▶ WORK TO BE COMPLETED
Your task is to return all of the records exactly, minus any images.

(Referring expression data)
Segment Open

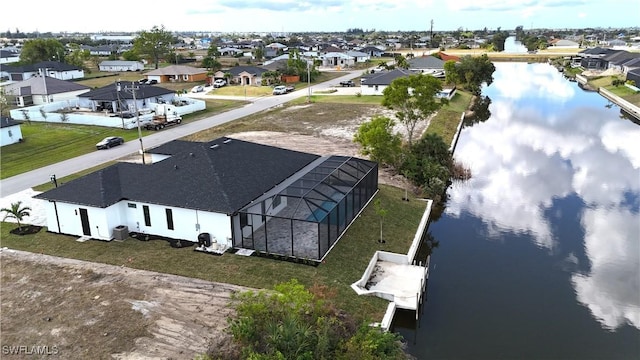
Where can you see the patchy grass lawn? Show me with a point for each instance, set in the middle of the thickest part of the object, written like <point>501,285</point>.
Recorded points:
<point>344,265</point>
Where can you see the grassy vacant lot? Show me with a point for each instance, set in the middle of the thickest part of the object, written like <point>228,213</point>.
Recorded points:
<point>47,143</point>
<point>445,123</point>
<point>622,91</point>
<point>343,266</point>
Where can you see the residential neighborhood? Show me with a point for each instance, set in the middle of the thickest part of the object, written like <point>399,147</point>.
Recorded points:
<point>321,194</point>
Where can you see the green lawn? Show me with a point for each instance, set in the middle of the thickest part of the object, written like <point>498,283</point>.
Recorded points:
<point>445,122</point>
<point>343,266</point>
<point>48,143</point>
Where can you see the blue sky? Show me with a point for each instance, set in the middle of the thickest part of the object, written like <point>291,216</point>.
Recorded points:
<point>315,15</point>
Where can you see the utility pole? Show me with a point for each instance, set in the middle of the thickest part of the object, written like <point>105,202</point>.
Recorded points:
<point>308,81</point>
<point>133,89</point>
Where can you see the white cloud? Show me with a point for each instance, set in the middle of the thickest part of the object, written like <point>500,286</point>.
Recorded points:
<point>611,288</point>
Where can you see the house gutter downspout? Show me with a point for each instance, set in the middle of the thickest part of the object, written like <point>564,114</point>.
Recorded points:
<point>55,207</point>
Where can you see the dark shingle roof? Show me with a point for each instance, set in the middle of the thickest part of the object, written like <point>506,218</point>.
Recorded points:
<point>220,179</point>
<point>254,70</point>
<point>426,62</point>
<point>110,93</point>
<point>7,121</point>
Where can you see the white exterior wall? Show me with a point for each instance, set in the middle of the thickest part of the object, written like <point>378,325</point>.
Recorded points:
<point>71,96</point>
<point>372,89</point>
<point>10,135</point>
<point>65,75</point>
<point>187,223</point>
<point>70,223</point>
<point>157,78</point>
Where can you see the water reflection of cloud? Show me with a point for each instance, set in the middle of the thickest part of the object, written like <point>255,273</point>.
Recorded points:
<point>611,289</point>
<point>522,159</point>
<point>516,81</point>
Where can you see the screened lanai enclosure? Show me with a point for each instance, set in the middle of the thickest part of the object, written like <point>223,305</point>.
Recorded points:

Segment Closed

▶ EXPECTED ANSWER
Where can you see the patchy grass lawn? Show me with a point for each instance, set in the middle of the thickest part of the object, written like <point>501,285</point>.
Recorded points:
<point>344,265</point>
Where can you see the grassy vacant lot? Show me with a point for each instance, set in the middle of the thickest part of the object, written like <point>228,213</point>.
Recorded points:
<point>47,143</point>
<point>445,123</point>
<point>622,91</point>
<point>343,266</point>
Where can you see the residential neighborhood? Show me with a point for each instance, set in the middle of the thickest part of the object, written like <point>399,147</point>.
Recorded points:
<point>321,194</point>
Where can you see the green lawn? Show me with a point for each instance, set in the middle of the thickest part of the object, written like <point>498,283</point>.
Recorded points:
<point>445,122</point>
<point>343,266</point>
<point>48,143</point>
Where can you see the blue sky? Show me with a point for each instance, set in the middle of the thickest part of the object, written like <point>291,216</point>.
Recorded points:
<point>315,15</point>
Where can you see the utility pole? Show me with a point for each instance, set in the middle of the thickest part of the object, written like <point>105,202</point>.
Recorded points:
<point>308,81</point>
<point>133,89</point>
Where can you see the white cloud? Show me with a point for each instance, set in the middle of the thickest part of the object, written like <point>500,286</point>.
Recorded points:
<point>611,288</point>
Where can you see the house gutter downspout? Show me with a point for each instance, set in the middle of the thickest part of the object, written like <point>564,114</point>.
Recorded points:
<point>55,207</point>
Where can you see the dark shingle roof? Show me with a point for each instance, set in the middle of the thickest part of the object, written like <point>506,218</point>.
Recorded points:
<point>220,179</point>
<point>254,70</point>
<point>426,62</point>
<point>110,93</point>
<point>7,121</point>
Where can you see the white exterior wall? Show me with a point for each instance, set in the middle of the thickest part of the object, written like <point>378,325</point>.
Recorded points:
<point>71,96</point>
<point>372,89</point>
<point>10,135</point>
<point>65,75</point>
<point>187,223</point>
<point>70,223</point>
<point>157,78</point>
Where can you see the water reflection of cloud? Show me with a point for each instance, set in the middle of the thickest part of the object, written like <point>255,273</point>.
Recorded points:
<point>611,289</point>
<point>522,159</point>
<point>516,81</point>
Where can you see the screened lanai enclosure? Show me with a point for each instance, set in the middle of the thickest part of the object, written like <point>223,305</point>.
Recorded points:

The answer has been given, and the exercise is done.